-- Start Text shown --
Let’s explore that last point a bit further.  On Pinterest there are several listings for “DIY gift that you’d actually want to receive.”  Oh dear.  You know how it is when you come across a sign that tells you not to do something that it would never have occurred to you to do?  You just know somebody did it once and it did not go well.  There was a reason why that sign was created.  There are several reasons why those Pinterest listings have been created.  When the little kids make reindeer out of clothes pins and candy canes, both of them sticky and the whole project looking like it was designed by Picasso, you just smile and make happy noises, right?  When an adult goes insane with a hot glue gun in one hand and a Bedazzler in the other, all you can do is say thank you and make sure to put That Gift on display whenever its creator comes over.  Miss Manners tells a wonderful story about a high society lady who had an Egyptian butler.  When the butler came back from his holiday visiting his family in Egypt, he presented the high society lady with a blue neon replica of the Sphinx that lit up when plugged in.  The lady thanked the butler and gave the Sphinx a place of honor in her elegant, high fashion living room.  When friends asked her why she didn’t get rid of the horrible tacky thing, the lady told them not for the world would she hurt her butler’s feelings.  Friends may come and friends may go, but a good butler is a treasure.
-- End Text shown --
-- Start Data provided --
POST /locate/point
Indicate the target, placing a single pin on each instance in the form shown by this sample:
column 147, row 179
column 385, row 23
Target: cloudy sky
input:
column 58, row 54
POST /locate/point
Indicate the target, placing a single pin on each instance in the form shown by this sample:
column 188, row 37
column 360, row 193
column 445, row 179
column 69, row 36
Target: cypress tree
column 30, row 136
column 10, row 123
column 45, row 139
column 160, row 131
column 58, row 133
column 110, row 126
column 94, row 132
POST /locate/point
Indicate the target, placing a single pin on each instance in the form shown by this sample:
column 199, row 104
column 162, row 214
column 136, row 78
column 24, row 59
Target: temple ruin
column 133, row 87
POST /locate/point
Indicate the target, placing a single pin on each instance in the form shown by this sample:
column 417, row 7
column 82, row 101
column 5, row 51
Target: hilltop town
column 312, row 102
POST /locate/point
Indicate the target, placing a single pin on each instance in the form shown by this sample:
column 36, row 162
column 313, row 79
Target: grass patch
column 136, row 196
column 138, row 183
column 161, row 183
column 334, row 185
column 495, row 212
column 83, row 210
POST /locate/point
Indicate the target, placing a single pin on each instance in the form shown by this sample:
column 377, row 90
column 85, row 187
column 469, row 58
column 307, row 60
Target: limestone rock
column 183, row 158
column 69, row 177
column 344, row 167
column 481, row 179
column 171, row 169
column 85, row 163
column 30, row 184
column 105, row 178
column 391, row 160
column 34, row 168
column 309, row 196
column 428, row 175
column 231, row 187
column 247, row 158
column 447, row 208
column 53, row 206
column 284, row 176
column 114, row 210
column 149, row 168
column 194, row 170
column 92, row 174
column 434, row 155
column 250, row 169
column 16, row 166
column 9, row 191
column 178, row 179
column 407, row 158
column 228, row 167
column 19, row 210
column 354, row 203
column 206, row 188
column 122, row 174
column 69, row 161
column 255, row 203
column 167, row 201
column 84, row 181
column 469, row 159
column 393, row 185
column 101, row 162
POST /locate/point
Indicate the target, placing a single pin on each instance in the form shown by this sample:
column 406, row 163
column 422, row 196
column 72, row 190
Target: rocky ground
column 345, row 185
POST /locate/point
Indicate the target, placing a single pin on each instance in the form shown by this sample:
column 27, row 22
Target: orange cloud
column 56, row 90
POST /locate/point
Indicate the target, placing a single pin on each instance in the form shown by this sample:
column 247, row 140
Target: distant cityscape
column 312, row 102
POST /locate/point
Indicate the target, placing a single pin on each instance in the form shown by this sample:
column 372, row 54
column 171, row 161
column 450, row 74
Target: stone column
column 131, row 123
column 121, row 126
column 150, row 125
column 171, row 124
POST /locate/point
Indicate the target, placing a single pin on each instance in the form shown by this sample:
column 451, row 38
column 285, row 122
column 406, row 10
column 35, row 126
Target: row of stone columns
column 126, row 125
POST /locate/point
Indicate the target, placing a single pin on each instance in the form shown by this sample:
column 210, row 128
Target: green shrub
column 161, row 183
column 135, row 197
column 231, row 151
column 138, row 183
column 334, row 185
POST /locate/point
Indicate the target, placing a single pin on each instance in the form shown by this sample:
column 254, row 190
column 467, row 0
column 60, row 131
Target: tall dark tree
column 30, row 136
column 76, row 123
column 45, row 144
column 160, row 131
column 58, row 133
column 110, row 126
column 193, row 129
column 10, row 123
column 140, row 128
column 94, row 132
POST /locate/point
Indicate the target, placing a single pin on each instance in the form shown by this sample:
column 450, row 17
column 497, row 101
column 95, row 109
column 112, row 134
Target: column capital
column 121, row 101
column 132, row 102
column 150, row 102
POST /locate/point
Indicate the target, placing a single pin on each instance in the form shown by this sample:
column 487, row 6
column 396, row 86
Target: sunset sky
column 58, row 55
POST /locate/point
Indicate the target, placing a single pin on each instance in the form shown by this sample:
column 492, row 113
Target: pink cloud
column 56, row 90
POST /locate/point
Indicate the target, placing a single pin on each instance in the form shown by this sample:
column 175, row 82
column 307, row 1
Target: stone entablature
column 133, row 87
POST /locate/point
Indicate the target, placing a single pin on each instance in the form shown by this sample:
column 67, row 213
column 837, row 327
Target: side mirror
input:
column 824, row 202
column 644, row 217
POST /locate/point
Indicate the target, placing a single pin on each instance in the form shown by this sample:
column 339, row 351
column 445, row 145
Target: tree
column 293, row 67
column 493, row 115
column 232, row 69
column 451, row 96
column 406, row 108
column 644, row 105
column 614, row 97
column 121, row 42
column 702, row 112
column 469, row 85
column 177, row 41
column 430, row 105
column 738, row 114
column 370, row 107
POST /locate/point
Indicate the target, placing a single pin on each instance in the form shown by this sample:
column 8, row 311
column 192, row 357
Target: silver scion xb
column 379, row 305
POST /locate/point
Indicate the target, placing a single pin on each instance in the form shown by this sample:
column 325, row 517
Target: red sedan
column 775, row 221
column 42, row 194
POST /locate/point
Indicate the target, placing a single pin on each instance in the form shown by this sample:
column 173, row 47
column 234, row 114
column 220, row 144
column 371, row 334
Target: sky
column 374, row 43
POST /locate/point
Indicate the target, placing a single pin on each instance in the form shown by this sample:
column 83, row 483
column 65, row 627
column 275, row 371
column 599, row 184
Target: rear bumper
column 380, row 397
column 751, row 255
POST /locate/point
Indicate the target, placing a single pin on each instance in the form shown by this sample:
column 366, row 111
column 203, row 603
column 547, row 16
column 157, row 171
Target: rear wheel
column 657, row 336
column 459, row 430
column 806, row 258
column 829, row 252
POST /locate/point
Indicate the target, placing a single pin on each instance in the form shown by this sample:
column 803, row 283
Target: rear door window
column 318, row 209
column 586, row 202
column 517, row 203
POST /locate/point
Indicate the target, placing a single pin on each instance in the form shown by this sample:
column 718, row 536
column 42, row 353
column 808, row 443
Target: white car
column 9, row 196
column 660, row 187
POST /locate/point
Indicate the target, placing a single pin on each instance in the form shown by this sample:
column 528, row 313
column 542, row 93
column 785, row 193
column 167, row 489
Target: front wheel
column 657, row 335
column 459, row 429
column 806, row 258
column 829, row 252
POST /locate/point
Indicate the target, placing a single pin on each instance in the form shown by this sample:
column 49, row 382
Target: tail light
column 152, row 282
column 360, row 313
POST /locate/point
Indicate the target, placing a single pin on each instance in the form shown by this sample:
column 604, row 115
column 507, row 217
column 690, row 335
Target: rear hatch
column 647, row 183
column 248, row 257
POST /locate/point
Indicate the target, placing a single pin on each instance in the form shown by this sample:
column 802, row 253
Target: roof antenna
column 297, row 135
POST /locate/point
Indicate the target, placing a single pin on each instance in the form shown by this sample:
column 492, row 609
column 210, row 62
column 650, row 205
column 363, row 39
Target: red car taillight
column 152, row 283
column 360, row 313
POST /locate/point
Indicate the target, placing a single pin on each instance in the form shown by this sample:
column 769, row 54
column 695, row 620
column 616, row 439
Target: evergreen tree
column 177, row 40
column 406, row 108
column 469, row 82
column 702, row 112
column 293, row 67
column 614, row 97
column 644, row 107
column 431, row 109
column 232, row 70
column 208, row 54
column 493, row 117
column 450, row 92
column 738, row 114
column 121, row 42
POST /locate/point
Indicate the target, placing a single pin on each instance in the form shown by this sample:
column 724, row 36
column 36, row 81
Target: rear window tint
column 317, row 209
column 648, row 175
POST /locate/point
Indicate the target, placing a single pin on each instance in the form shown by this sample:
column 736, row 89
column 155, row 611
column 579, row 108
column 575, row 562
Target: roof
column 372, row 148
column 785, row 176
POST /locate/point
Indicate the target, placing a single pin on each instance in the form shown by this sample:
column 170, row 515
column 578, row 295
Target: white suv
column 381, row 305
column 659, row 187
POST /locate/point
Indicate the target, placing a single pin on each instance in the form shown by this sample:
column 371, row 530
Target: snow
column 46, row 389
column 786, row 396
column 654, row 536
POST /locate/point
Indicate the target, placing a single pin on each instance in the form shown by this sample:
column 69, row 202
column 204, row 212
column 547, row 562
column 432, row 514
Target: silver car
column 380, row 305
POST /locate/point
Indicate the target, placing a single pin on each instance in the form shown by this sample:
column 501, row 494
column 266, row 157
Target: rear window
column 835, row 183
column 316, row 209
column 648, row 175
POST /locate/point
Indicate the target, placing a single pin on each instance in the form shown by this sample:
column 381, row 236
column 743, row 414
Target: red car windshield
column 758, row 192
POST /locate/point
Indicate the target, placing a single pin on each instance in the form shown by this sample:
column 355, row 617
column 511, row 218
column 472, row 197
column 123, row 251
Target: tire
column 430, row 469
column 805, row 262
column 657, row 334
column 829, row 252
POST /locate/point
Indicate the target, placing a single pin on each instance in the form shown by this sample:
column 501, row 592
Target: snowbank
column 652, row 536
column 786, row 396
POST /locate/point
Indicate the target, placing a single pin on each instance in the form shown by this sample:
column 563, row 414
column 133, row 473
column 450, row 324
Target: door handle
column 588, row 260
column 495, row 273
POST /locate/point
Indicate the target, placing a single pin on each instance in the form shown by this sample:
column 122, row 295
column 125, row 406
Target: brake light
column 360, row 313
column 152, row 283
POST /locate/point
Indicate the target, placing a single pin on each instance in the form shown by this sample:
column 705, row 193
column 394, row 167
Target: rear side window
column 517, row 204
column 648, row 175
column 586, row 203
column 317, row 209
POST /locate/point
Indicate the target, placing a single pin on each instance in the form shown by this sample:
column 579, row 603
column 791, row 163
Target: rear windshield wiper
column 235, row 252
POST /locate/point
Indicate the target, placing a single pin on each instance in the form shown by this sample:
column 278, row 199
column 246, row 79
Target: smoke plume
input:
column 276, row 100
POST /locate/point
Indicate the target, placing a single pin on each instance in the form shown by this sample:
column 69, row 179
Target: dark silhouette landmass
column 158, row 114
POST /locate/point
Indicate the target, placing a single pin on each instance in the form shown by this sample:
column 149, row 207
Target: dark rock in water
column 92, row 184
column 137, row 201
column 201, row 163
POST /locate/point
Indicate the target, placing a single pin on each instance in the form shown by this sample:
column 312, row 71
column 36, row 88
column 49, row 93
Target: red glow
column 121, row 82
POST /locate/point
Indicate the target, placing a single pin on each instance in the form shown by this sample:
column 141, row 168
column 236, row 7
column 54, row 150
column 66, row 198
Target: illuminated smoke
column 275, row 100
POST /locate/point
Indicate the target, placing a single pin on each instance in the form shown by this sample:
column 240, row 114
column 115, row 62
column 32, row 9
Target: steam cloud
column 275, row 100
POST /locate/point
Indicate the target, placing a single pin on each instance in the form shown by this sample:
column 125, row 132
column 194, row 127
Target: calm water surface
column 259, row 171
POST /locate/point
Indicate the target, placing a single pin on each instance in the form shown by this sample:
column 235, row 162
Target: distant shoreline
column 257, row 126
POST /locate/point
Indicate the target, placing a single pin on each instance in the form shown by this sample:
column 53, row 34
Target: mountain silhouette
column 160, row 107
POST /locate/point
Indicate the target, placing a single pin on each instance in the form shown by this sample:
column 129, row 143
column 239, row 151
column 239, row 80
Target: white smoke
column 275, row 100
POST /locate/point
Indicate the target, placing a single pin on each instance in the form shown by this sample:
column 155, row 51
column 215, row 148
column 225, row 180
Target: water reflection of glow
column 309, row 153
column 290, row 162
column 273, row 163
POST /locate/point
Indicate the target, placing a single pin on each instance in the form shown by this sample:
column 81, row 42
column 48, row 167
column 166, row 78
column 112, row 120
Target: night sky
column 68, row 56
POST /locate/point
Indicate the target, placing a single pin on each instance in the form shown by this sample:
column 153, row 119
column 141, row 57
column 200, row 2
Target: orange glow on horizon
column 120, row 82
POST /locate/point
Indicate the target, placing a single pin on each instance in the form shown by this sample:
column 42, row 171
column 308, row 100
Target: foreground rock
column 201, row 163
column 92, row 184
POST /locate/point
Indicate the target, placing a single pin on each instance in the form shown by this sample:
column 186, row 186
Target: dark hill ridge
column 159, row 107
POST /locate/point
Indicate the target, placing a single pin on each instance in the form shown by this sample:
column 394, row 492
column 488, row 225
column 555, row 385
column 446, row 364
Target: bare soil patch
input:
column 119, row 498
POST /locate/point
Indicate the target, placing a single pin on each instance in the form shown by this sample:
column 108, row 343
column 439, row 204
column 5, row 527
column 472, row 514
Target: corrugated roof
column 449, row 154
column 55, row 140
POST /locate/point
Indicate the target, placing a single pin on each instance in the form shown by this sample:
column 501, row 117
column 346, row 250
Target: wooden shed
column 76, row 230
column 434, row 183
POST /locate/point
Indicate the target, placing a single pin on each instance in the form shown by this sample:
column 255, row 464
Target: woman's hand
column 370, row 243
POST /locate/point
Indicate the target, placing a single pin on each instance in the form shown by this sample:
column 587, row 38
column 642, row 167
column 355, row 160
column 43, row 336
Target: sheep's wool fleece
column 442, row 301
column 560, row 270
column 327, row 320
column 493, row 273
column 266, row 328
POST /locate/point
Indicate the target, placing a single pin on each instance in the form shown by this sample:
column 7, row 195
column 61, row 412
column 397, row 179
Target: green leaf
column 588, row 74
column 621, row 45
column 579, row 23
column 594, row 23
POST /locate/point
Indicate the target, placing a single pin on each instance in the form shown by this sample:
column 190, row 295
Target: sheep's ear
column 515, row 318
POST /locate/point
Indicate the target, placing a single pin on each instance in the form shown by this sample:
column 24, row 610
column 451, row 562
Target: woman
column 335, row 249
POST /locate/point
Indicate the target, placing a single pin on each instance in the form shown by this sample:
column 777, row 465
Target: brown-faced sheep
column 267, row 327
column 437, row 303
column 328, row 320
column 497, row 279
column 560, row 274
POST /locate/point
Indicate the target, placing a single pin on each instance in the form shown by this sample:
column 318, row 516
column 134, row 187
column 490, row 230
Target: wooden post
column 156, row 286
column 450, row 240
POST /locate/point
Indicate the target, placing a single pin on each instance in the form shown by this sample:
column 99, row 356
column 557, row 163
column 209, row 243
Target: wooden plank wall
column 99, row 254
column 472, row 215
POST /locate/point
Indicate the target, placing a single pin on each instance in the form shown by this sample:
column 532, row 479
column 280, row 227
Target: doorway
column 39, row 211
-- End Data provided --
_Requirement_: Continue the passage on homemade gifts and Miss Manners's butler story, starting after its last sentence.

_Result of this exercise_:
So here I am, making Christmas ornaments that will be gifts, making jewelry that will be gifts, and trying hard to gauge the preferences of a few people I’ve never met.  John and I agreed that his P.E. teacher, who is a man, would probably enjoy a keyring decorated with beads in the school colors.  It’s the same with Michael’s teacher and his aide.  People know my boys have their limitations, so any effort on their part is greeted with extra enthusiasm.  People say, “It’s the thought that counts,” but that can and should mean more than just the impulse that prompts us to plunge into the holiday spirit and indulge in our own fantasies of craftsmanship and ecstatic gratitude.  If we’re going to make a gift, let’s make sure it’s something the person will like, can use, is not allergic to, and won’t cause trouble with other people in that person’s home.  Happy crafting!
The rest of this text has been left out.